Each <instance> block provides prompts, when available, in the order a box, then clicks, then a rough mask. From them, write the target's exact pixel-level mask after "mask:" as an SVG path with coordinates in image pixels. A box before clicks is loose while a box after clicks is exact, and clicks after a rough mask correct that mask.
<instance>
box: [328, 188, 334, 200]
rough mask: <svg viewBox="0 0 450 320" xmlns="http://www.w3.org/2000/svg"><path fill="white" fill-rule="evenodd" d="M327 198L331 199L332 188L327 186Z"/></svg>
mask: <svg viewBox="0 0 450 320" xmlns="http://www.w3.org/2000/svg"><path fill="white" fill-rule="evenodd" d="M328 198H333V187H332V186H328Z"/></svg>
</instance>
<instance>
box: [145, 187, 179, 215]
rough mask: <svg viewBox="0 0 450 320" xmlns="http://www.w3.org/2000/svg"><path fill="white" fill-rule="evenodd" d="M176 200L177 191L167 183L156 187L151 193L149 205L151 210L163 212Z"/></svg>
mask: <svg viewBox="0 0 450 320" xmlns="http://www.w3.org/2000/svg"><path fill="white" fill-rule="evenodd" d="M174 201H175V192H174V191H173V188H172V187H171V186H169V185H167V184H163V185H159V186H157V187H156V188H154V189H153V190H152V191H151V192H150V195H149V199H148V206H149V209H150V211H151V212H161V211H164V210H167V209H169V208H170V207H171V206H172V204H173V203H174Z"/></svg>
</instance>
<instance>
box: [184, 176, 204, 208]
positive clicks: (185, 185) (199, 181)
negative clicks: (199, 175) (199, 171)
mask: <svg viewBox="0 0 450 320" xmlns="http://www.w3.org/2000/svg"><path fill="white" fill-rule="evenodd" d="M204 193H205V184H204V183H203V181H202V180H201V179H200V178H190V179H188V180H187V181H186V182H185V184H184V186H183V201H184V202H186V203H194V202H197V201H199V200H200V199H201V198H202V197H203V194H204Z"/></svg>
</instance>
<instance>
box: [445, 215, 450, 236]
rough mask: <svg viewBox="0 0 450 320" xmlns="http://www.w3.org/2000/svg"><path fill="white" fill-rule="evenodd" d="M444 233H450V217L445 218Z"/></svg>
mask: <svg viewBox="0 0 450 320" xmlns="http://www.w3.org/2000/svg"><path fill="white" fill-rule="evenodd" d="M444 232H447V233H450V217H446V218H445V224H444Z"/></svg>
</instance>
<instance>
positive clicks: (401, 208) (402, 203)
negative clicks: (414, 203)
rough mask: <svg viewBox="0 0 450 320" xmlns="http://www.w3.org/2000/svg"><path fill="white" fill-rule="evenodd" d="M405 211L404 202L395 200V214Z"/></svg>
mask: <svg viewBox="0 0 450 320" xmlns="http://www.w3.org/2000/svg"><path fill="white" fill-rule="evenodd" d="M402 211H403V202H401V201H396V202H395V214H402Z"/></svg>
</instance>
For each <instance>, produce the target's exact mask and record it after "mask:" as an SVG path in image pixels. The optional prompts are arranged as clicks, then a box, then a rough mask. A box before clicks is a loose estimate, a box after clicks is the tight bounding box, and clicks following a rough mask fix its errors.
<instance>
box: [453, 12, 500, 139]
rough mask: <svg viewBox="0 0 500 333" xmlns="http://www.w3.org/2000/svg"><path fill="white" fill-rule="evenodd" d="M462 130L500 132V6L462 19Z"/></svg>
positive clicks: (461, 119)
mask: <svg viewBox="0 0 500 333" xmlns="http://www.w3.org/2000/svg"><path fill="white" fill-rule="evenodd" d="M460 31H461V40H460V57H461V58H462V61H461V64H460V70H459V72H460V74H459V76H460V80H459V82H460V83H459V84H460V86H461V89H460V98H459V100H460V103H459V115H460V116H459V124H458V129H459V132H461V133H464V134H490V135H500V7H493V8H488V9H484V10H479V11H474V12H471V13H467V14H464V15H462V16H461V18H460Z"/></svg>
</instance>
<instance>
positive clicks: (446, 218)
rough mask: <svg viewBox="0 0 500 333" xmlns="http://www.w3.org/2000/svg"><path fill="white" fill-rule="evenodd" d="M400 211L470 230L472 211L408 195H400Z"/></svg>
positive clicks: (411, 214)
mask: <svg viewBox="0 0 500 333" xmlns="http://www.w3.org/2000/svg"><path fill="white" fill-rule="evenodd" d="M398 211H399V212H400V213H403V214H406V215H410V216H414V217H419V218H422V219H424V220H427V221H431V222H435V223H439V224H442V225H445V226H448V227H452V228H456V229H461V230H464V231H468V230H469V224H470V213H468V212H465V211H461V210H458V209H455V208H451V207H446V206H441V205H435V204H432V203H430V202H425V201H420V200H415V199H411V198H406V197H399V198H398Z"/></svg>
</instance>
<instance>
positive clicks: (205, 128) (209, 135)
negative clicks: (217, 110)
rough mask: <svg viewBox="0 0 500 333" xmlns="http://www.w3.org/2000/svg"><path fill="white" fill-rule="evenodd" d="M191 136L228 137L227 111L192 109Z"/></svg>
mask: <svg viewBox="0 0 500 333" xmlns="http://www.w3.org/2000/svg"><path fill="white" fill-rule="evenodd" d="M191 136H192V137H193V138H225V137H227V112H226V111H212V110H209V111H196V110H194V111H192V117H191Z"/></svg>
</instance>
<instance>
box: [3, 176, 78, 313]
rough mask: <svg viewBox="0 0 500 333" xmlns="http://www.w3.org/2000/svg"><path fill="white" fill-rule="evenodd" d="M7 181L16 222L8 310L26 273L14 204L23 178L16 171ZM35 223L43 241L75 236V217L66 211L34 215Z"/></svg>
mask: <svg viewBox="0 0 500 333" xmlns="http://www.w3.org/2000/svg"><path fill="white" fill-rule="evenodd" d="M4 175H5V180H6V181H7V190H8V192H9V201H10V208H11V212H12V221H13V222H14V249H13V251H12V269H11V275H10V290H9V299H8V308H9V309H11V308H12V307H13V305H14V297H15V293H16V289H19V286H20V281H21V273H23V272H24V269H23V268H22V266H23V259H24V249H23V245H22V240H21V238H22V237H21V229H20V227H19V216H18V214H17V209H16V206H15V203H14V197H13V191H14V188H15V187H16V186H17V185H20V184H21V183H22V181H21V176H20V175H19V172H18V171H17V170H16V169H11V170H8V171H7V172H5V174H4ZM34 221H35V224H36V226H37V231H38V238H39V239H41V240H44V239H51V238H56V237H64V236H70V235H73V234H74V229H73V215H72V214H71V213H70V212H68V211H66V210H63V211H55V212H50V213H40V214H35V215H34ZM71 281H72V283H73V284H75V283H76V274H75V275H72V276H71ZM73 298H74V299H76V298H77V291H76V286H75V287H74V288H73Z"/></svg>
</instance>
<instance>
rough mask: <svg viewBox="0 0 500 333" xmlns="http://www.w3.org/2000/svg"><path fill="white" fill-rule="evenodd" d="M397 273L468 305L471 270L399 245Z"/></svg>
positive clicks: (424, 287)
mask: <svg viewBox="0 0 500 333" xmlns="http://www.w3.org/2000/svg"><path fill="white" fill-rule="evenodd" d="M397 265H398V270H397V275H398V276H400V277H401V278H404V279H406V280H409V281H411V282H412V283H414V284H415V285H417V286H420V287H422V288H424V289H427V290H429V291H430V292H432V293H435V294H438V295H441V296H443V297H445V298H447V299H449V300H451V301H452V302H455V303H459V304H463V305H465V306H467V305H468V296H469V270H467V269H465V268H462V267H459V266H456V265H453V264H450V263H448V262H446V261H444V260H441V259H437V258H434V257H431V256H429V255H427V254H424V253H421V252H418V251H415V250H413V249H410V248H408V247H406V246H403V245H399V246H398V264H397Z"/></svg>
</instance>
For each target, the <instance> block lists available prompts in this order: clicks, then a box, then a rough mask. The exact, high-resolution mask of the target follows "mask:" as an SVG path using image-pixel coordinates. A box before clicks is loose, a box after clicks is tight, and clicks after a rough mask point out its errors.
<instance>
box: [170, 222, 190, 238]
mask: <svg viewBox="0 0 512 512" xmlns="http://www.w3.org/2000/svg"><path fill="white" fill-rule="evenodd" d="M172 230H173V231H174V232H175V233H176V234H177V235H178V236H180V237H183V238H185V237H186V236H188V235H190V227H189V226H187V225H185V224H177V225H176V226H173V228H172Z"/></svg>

==

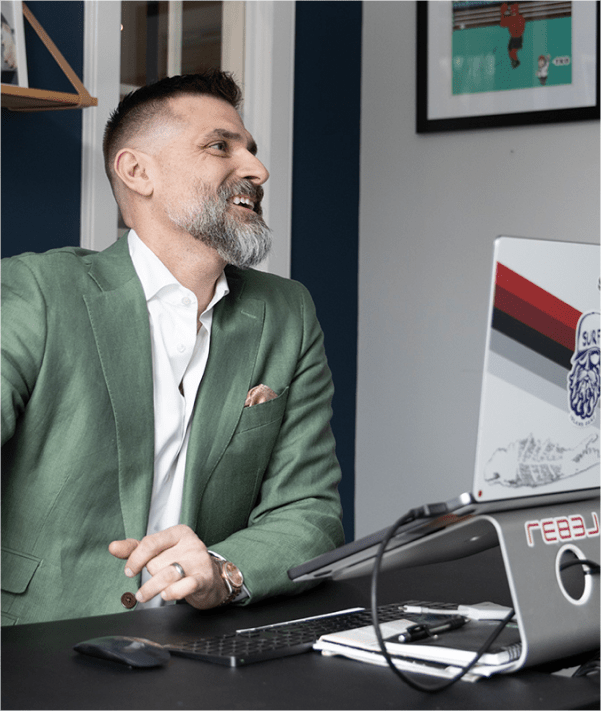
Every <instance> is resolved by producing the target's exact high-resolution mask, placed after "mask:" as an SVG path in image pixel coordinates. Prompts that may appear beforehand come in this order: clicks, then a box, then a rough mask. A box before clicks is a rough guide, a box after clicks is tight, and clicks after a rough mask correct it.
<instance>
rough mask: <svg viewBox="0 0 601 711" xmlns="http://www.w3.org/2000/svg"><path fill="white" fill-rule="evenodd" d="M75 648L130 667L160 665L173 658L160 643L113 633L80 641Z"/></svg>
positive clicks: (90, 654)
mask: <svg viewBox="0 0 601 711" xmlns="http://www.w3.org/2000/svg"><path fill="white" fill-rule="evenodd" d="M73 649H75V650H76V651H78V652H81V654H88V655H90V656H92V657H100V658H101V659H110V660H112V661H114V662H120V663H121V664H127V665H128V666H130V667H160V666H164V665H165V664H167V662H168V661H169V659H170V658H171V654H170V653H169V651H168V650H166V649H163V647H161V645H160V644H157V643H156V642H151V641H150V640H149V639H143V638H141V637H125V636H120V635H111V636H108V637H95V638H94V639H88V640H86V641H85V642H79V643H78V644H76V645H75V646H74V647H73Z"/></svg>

§ What is expected: Put the lines of the material from the one containing "Each <instance> block" through the one containing "box: [328, 188, 334, 200]", both included, into a JSON list of strings with one string per line and blank lines omitted.

§ Solution to this problem:
[
  "Each <instance> block provides prompts, when available, in the order a box, then clicks, then a rough mask. From them, write the target's exact pixel-level mask after \"mask:\" as an SVG path with coordinates in image pixels. A box before clicks is loose while a box after clicks is exact, and clicks after a rough mask correct that mask.",
  "<instance>",
  "box: [328, 188, 334, 200]"
]